**TASK INPUT**

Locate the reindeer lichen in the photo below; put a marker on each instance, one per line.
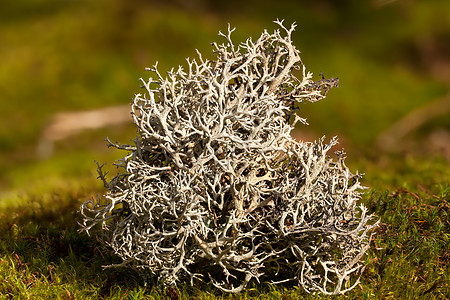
(215, 187)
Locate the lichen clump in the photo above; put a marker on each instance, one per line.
(215, 187)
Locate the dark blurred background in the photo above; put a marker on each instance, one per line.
(59, 56)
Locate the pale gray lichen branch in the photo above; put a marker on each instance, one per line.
(215, 187)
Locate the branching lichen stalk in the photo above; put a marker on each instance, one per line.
(215, 187)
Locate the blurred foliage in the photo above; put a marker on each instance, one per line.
(60, 55)
(391, 56)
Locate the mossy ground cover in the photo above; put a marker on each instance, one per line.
(77, 55)
(42, 254)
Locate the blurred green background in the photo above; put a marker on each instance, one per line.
(392, 58)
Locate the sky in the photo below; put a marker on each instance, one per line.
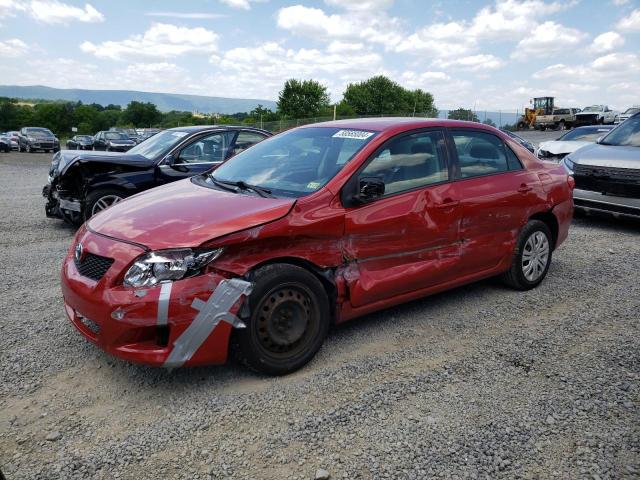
(475, 54)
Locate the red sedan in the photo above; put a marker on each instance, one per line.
(314, 226)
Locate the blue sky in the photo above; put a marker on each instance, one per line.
(483, 54)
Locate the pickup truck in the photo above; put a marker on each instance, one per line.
(560, 119)
(596, 115)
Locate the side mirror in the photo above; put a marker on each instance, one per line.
(369, 189)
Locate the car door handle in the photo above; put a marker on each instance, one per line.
(448, 203)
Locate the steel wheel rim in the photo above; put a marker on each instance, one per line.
(535, 256)
(286, 321)
(105, 202)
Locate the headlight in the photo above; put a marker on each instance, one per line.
(163, 265)
(568, 164)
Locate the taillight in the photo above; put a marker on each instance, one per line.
(571, 181)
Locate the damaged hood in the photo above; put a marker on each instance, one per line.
(608, 156)
(65, 158)
(183, 214)
(557, 147)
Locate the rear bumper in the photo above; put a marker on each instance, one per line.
(588, 201)
(147, 325)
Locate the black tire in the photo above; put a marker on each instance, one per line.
(289, 320)
(515, 277)
(95, 196)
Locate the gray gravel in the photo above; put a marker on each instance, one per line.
(479, 382)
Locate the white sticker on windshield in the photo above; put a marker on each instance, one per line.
(355, 134)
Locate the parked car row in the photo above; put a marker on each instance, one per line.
(82, 184)
(563, 118)
(112, 140)
(271, 240)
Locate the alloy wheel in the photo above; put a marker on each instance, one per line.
(535, 256)
(287, 321)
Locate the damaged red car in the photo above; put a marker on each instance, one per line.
(312, 227)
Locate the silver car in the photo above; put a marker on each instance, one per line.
(607, 173)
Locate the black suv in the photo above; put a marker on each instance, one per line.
(80, 184)
(32, 139)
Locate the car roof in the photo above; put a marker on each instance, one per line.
(595, 128)
(202, 128)
(380, 124)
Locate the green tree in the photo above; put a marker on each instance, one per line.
(462, 114)
(380, 95)
(139, 114)
(302, 99)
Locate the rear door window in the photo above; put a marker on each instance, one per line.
(481, 153)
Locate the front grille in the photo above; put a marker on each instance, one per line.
(93, 266)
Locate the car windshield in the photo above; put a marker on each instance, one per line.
(584, 135)
(156, 145)
(115, 136)
(295, 163)
(39, 132)
(626, 134)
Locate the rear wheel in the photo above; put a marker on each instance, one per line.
(102, 199)
(288, 323)
(531, 258)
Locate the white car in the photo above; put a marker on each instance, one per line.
(626, 114)
(595, 115)
(556, 150)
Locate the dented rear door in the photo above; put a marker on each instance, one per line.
(408, 239)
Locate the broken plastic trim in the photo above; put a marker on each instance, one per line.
(210, 314)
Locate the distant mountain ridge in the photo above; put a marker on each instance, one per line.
(164, 101)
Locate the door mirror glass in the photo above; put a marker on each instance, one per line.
(369, 189)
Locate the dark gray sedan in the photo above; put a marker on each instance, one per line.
(607, 173)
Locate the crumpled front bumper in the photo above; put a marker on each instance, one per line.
(186, 322)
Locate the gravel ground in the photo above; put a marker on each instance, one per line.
(478, 382)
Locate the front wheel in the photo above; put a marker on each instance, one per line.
(289, 320)
(531, 258)
(102, 199)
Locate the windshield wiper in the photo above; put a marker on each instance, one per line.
(222, 185)
(263, 192)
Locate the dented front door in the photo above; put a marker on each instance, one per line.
(408, 239)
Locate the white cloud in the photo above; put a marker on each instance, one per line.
(606, 42)
(53, 11)
(473, 63)
(630, 23)
(373, 26)
(187, 15)
(9, 8)
(439, 40)
(260, 71)
(13, 48)
(546, 40)
(161, 40)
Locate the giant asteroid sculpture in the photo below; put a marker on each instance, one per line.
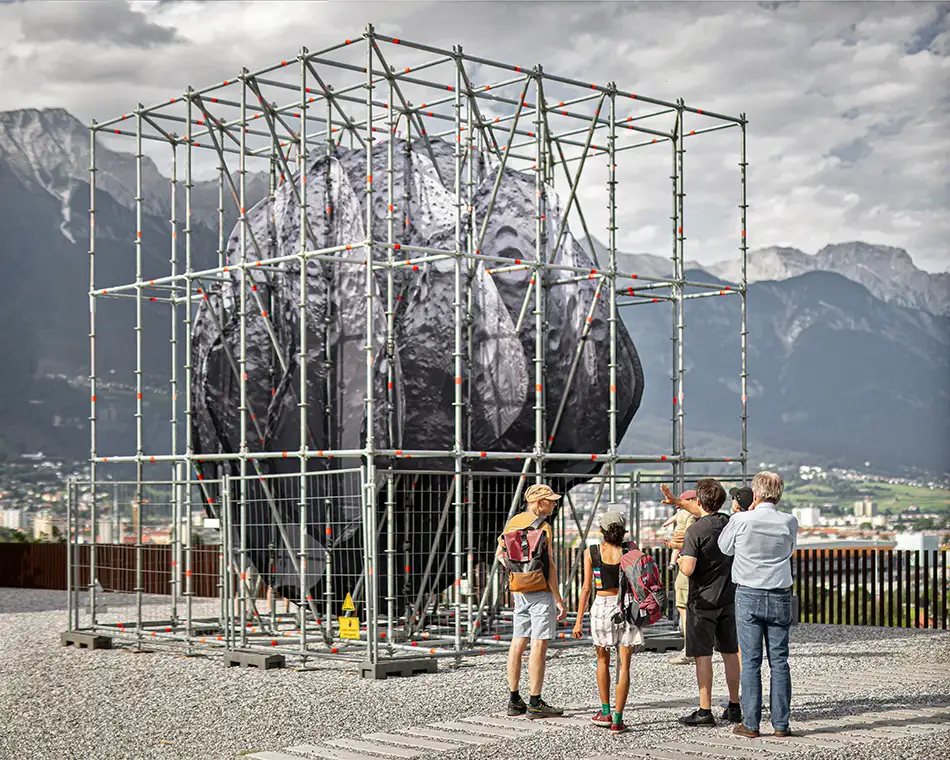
(417, 412)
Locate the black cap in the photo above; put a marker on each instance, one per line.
(743, 495)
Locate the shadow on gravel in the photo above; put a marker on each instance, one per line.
(820, 633)
(860, 724)
(855, 707)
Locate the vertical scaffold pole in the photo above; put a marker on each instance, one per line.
(189, 376)
(92, 373)
(369, 493)
(470, 339)
(612, 275)
(743, 285)
(328, 363)
(69, 555)
(537, 280)
(242, 358)
(680, 301)
(304, 597)
(457, 357)
(674, 290)
(173, 385)
(390, 371)
(139, 387)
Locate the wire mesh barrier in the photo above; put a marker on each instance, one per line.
(296, 564)
(898, 589)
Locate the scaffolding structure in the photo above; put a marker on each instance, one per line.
(364, 90)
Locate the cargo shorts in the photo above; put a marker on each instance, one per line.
(535, 616)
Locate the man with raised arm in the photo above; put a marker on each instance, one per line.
(537, 612)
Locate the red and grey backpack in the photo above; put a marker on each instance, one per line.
(526, 550)
(641, 599)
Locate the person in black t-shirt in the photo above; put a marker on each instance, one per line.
(711, 615)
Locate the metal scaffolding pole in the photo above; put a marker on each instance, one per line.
(93, 452)
(235, 128)
(369, 492)
(612, 276)
(457, 403)
(304, 595)
(744, 283)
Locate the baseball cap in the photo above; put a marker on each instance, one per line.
(540, 491)
(612, 518)
(743, 495)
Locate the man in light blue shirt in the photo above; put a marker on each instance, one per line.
(762, 541)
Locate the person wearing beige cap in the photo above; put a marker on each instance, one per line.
(537, 612)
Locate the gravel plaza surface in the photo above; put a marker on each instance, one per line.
(858, 692)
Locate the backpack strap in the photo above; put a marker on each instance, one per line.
(537, 523)
(595, 559)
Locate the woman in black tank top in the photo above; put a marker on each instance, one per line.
(602, 579)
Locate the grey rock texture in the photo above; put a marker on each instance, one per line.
(499, 379)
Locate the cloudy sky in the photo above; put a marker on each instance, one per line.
(847, 102)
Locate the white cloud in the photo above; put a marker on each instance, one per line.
(847, 103)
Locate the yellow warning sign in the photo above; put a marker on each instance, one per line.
(349, 628)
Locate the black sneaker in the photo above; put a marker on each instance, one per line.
(732, 714)
(544, 710)
(517, 707)
(695, 719)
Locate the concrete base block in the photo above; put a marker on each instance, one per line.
(664, 641)
(85, 640)
(253, 660)
(403, 668)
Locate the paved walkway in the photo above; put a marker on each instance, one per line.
(445, 739)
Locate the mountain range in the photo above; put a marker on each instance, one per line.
(849, 348)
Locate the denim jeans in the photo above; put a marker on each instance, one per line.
(764, 616)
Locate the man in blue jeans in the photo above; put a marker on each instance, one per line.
(762, 541)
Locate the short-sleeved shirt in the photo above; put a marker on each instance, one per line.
(524, 520)
(710, 585)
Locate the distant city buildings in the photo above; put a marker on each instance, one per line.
(808, 517)
(46, 526)
(12, 519)
(865, 508)
(923, 543)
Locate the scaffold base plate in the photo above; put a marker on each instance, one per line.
(403, 668)
(85, 640)
(253, 660)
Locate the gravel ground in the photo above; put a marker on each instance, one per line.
(59, 702)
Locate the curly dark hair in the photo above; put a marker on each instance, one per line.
(711, 494)
(613, 534)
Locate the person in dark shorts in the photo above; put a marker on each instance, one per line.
(711, 614)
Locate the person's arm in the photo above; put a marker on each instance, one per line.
(687, 565)
(690, 506)
(552, 576)
(585, 595)
(727, 539)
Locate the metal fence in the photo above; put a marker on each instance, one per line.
(898, 589)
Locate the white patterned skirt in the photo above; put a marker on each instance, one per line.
(605, 632)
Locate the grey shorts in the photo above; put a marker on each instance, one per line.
(535, 616)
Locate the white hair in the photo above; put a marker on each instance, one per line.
(768, 486)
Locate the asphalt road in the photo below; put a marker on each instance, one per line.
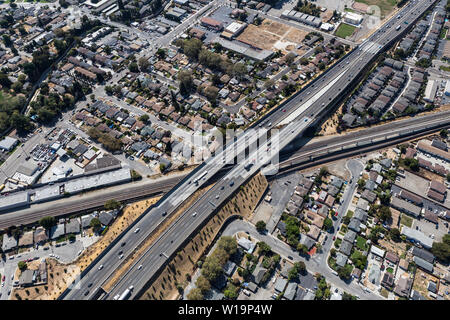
(309, 102)
(312, 265)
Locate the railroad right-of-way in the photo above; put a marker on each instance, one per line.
(310, 103)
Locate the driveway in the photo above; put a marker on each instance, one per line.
(285, 250)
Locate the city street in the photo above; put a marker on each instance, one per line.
(312, 265)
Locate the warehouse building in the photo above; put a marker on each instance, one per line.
(430, 91)
(14, 200)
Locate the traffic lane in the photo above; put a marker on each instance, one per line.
(174, 243)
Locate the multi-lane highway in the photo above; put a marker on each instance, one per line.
(308, 104)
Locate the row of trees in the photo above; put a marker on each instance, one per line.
(212, 268)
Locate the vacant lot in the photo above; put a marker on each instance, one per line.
(344, 30)
(271, 35)
(258, 38)
(274, 27)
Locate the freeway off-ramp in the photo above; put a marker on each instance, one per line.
(310, 102)
(326, 146)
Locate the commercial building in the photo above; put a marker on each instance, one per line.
(8, 143)
(233, 30)
(211, 23)
(302, 17)
(14, 200)
(405, 206)
(353, 18)
(430, 91)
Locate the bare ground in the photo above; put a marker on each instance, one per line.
(179, 270)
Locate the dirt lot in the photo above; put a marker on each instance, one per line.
(271, 35)
(176, 274)
(155, 234)
(59, 276)
(131, 212)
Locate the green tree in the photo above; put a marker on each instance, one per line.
(195, 294)
(384, 213)
(345, 272)
(161, 53)
(227, 243)
(47, 222)
(395, 234)
(186, 82)
(211, 268)
(112, 204)
(260, 226)
(327, 223)
(144, 118)
(133, 67)
(143, 64)
(203, 284)
(95, 224)
(22, 265)
(264, 248)
(231, 291)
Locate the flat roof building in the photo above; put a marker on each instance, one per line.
(14, 200)
(8, 143)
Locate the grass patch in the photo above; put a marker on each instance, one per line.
(405, 220)
(361, 243)
(345, 30)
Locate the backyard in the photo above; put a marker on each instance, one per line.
(361, 243)
(405, 220)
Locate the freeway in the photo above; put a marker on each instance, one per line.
(327, 148)
(306, 105)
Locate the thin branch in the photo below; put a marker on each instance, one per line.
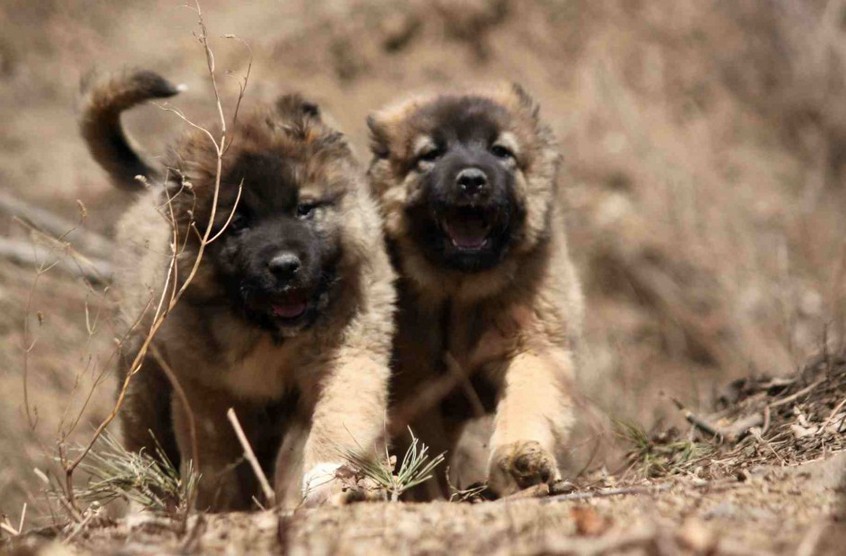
(251, 457)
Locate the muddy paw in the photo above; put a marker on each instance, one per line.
(520, 465)
(337, 485)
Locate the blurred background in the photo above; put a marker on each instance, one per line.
(704, 145)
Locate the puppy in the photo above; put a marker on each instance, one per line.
(489, 306)
(289, 316)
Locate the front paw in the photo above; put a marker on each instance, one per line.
(336, 484)
(519, 465)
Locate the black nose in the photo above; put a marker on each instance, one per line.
(284, 265)
(472, 181)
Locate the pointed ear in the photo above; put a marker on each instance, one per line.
(525, 100)
(380, 139)
(295, 106)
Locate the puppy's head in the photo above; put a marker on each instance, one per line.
(278, 217)
(465, 181)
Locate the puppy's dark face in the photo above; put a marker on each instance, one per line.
(463, 180)
(277, 256)
(278, 224)
(467, 211)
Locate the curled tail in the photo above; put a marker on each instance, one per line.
(100, 125)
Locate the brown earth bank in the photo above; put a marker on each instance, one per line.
(704, 151)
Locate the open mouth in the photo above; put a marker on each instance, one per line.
(290, 306)
(469, 228)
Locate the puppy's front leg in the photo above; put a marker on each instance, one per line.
(349, 416)
(225, 483)
(534, 411)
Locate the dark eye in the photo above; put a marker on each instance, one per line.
(305, 209)
(238, 223)
(501, 152)
(431, 155)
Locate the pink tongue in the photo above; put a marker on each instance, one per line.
(290, 310)
(468, 234)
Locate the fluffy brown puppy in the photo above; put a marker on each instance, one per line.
(290, 316)
(489, 302)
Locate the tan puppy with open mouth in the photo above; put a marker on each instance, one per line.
(489, 304)
(289, 318)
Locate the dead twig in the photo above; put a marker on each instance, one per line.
(35, 255)
(54, 225)
(700, 422)
(798, 394)
(604, 493)
(250, 456)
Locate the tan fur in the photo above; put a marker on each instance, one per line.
(514, 325)
(339, 368)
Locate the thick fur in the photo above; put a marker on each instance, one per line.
(301, 352)
(492, 327)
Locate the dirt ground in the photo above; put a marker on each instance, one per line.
(704, 146)
(773, 486)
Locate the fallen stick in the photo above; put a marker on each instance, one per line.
(251, 456)
(56, 226)
(605, 492)
(38, 256)
(699, 422)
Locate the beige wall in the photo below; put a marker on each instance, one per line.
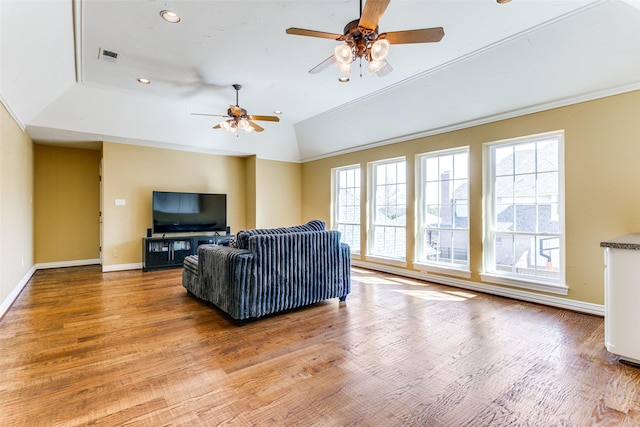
(67, 204)
(602, 177)
(250, 192)
(133, 172)
(278, 195)
(16, 208)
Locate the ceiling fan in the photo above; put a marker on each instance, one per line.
(238, 118)
(362, 39)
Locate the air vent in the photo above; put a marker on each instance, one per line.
(108, 55)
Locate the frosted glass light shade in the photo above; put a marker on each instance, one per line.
(380, 49)
(343, 54)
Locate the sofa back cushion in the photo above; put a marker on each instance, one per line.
(242, 237)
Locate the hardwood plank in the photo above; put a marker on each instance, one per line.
(82, 347)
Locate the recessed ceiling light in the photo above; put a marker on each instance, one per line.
(170, 16)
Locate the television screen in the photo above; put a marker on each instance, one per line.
(188, 212)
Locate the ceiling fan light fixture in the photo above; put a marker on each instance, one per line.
(170, 16)
(380, 49)
(343, 54)
(244, 124)
(226, 126)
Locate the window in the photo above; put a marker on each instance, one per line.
(347, 205)
(387, 219)
(443, 209)
(524, 236)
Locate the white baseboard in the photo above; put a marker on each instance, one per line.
(8, 302)
(569, 304)
(61, 264)
(121, 267)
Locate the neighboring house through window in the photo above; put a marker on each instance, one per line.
(387, 217)
(443, 211)
(346, 200)
(524, 222)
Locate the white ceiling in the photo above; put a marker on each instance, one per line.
(494, 61)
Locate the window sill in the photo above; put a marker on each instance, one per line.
(439, 269)
(552, 288)
(387, 261)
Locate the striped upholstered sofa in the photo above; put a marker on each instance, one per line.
(271, 270)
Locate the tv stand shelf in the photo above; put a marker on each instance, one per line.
(167, 252)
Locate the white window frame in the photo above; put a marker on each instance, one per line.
(371, 254)
(421, 263)
(490, 274)
(336, 220)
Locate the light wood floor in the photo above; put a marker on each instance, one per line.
(80, 347)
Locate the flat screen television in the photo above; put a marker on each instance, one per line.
(176, 212)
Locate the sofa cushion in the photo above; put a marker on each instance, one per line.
(242, 237)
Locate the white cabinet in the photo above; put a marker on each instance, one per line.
(622, 297)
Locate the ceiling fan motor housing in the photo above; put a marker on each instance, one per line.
(359, 38)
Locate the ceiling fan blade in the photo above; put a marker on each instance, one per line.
(426, 35)
(256, 127)
(313, 33)
(265, 118)
(210, 115)
(323, 65)
(373, 10)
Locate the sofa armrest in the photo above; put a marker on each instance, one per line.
(225, 276)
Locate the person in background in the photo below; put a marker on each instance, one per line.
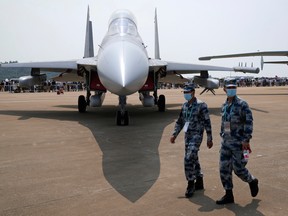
(236, 133)
(193, 119)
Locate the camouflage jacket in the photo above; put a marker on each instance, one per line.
(198, 115)
(240, 117)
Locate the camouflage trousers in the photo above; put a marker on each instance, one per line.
(232, 159)
(191, 160)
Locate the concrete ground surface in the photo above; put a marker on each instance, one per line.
(56, 161)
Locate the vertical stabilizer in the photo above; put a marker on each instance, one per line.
(157, 50)
(262, 62)
(89, 47)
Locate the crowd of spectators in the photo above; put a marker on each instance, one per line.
(12, 85)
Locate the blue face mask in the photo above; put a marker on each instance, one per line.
(231, 92)
(188, 96)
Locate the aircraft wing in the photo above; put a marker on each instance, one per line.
(186, 68)
(276, 62)
(263, 53)
(56, 66)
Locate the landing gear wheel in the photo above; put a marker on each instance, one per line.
(82, 104)
(122, 118)
(161, 103)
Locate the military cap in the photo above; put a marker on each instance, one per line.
(189, 87)
(230, 82)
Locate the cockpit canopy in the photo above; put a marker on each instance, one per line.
(122, 22)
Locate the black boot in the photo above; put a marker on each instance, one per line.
(254, 187)
(199, 183)
(190, 189)
(227, 198)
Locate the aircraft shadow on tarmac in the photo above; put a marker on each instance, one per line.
(131, 162)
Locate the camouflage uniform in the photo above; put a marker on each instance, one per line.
(198, 115)
(240, 117)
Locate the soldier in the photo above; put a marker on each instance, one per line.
(193, 119)
(236, 132)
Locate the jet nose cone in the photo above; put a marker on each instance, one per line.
(123, 67)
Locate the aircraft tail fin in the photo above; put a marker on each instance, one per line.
(157, 50)
(262, 63)
(89, 47)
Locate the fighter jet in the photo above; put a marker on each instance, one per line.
(122, 66)
(262, 53)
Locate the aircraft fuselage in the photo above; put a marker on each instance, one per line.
(123, 64)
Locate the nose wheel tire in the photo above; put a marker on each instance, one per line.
(122, 118)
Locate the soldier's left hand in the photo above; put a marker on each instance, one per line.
(209, 144)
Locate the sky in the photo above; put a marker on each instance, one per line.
(42, 30)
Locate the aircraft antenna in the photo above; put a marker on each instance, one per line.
(157, 50)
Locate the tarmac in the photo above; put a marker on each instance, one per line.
(57, 161)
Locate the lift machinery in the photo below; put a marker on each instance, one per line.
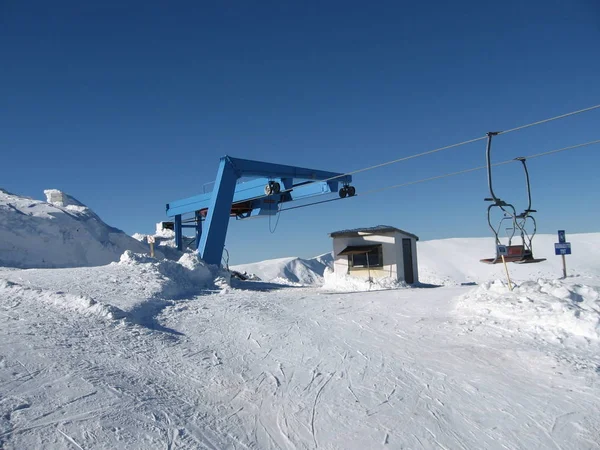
(272, 185)
(524, 223)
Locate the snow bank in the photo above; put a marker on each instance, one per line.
(173, 279)
(295, 271)
(544, 306)
(345, 283)
(82, 304)
(61, 232)
(456, 261)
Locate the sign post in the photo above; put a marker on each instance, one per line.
(151, 242)
(562, 248)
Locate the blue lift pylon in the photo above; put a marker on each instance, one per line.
(275, 184)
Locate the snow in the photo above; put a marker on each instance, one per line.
(64, 233)
(153, 353)
(334, 281)
(289, 270)
(550, 306)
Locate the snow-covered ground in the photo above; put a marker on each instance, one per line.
(149, 353)
(59, 232)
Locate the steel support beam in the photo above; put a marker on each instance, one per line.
(198, 228)
(212, 241)
(178, 232)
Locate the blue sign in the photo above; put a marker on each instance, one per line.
(562, 248)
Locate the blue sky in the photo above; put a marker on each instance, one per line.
(129, 105)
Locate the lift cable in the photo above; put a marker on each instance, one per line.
(374, 191)
(436, 150)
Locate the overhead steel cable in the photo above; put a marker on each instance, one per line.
(460, 172)
(436, 150)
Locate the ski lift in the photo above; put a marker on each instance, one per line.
(518, 223)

**WHAT YOU WILL DO**
Write out, exactly as given, the line containing "Locate the aircraft fuselage" and every line after it through the end, with no pictures.

**ANSWER TO THE EXERCISE**
Locate the aircraft fuselage in the photo above; put a marker on each instance, one per line.
(123, 64)
Locate the nose wheel tire in the photo above; put a marker on each instance, one per line.
(122, 118)
Locate the soldier's left hand in the photo above; put a marker on each instance, one per line.
(209, 144)
Locate the sky in the photo above; put a marker on each instance, one per line.
(42, 30)
Locate the aircraft antenna in the photo above; put a marker on each instance, one per line.
(157, 50)
Locate the tarmac in the photo above; put a marker on each instance, one per line.
(57, 161)
Locate the lift machinery in the photo below; put a marker on each instance, one per line.
(272, 185)
(524, 223)
Locate the snow bank in the photo above; put a marker on each instance, one per line.
(173, 279)
(295, 271)
(544, 306)
(345, 283)
(82, 304)
(61, 232)
(456, 261)
Locate the sign post in the photo above; put a marker on each instance, one per line.
(151, 242)
(562, 248)
Locate the blue lift pylon in the photo above; put a marker on each instance, one per line.
(275, 184)
Locate the snow in the photo above; put a marker on each instance, one per line.
(64, 233)
(153, 353)
(334, 281)
(289, 270)
(550, 306)
Locate the snow-covered ground in the photo above; put a marker on each instance, one per line.
(149, 353)
(59, 232)
Locate the steel support beam in the photo above; put a marker on each instance, one per line.
(198, 228)
(212, 241)
(178, 232)
Locate the blue sign in the photo above; put a marker on each instance, one per line.
(562, 248)
Locate the blue sky in the photo above; put a marker on each instance, one per line.
(129, 105)
Locate the lift cable in the photo above; put a marker on each instance, one per line.
(374, 191)
(436, 150)
Locate the overhead steel cable in the photo above; put a marker on each instance, one per line.
(460, 172)
(436, 150)
Locate the ski lift in the photo above; put a marker on each instance, one per line.
(518, 223)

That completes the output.